:: SEZIONE DEL DOCUMENTO ::
^^^^^^^^

E che probabilmente saranno molto più leggibili quando scorreremo le liste dei candidati alle prossime elezioni europee. Perché ove mai dovessimo scoprire che, per evitare la tagliola del quorum, alcuni esponenti romani di Azione troveranno posto nelle file di Forza Italia, difficilmente si potrà continuare a sostenere la tesi che abbiamo più volte sentito ripetere in questi giorni. E cioè che Carlo Calenda e Ettore Rosato (nelle rispettive vesti di segretario e vice-segretario nazionale di Azione) e Marcello Pittella e Donato Pessolano (in qualità di massimi referenti lucani del medesimo partito) sono stati costretti all’ultimo minuto a stipulare un «accordo di programma» con il governatore lucano di Forza Italia perché messi alla porta da Pd e Movimento 5 Stelle.

Non prendiamoci in giro. L’intesa Bardi-Pittella non è stata il frutto di un improvviso innamoramento dell’ultimo momento.

Peraltro dopo cinque anni vissuti dai due all’insegna di reciproci sgarbi. Probabilmente, l’intesa tra il presidente in carica e quello emerito affonda le radici in un “inciucio” romano, risalente allo scorso anno, dopo le ferite aperte dalle politiche del 2022. E da quello che si intuisce essa ha portato in dote alla destra lucana molto di più del solo peso elettorale di Azione, tutto da verificare. Anzi forte è il sospetto che vada ricercato in questo “inciucio” il sistematico boicottaggio che per mesi il partito di Calenda, Rosato, Pittella e Pessolano ha sviluppato all’interno della coalizione lucana di centrosinistra, nel tentativo, poi riuscito, anche grazie alla stupida complicità di altri, di azzoppare la corsa a presidente di Angelo Chiorazzo. Il candidato di Basilicata Casa Comune.

L’unico che, per unanime ammissione, avrebbe garantito la vittoria a occhi chiusi alle forze di opposizione, oggi costrette invece a correre in affanno, pur di recuperare il terreno perduto, dopo la discesa in campo del presidente della Provincia di Matera, Piero Marrese. Un amministratore eletto a furor di popolo nella sua Montalbano. Conosciuto in tutti e 31 i Comuni del Materano. Ma poco noto nei 100 paesi del Potentino dove, non foss’altro che per ragioni demografiche, l’esito finale delle elezioni regionali è fortemente legato agli umori degli elettori della provincia maggiore.

^^^^^^^^

:: ATTIVITÀ 1 ::
Nel brano, chi è indicato come candidato di Basilicata Casa Comune?
:: ATTIVITÀ 2 ::
Stabilisci se ciascuna affermazione concorda con il brano e cita le parole che lo dimostrano: (a) Piero Marrese è presidente della Provincia di Matera; (b) Ettore Rosato è segretario nazionale di Azione; (c) il Potentino conta 31 Comuni.
:: ATTIVITÀ 3 ::
Riscrivi la parte del brano che comincia con "L’unico che, per" e prosegue fino a "della provincia maggiore.", sostituendo "a furor di popolo" con "con largo consenso".
Il materiale riportato di seguito è indipendente dal brano.

:: DATI REGISTRATI ::
^^^^^^^^

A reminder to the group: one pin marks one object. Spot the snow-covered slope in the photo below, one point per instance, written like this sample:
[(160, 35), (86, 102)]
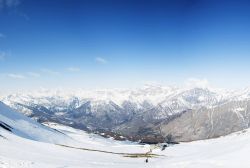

^^^^^^^^

:: RISPOSTA SCRITTA 1 ::
Angelo Chiorazzo.

:: RISPOSTA SCRITTA 2 ::
(a) Sì: "dopo la discesa in campo del presidente della Provincia di Matera, Piero Marrese".
(b) No: "Carlo Calenda e Ettore Rosato (nelle rispettive vesti di segretario e vice-segretario nazionale di Azione)".
(c) No: "Conosciuto in tutti e 31 i Comuni del Materano. Ma poco noto nei 100 paesi del Potentino".

:: RISPOSTA SCRITTA 3 ::
L’unico che, per unanime ammissione, avrebbe garantito la vittoria a occhi chiusi alle forze di opposizione, oggi costrette invece a correre in affanno, pur di recuperare il terreno perduto, dopo la discesa in campo del presidente della Provincia di Matera, Piero Marrese. Un amministratore eletto con largo consenso nella sua Montalbano. Conosciuto in tutti e 31 i Comuni del Materano. Ma poco noto nei 100 paesi del Potentino dove, non foss’altro che per ragioni demografiche, l’esito finale delle elezioni regionali è fortemente legato agli umori degli elettori della provincia maggiore.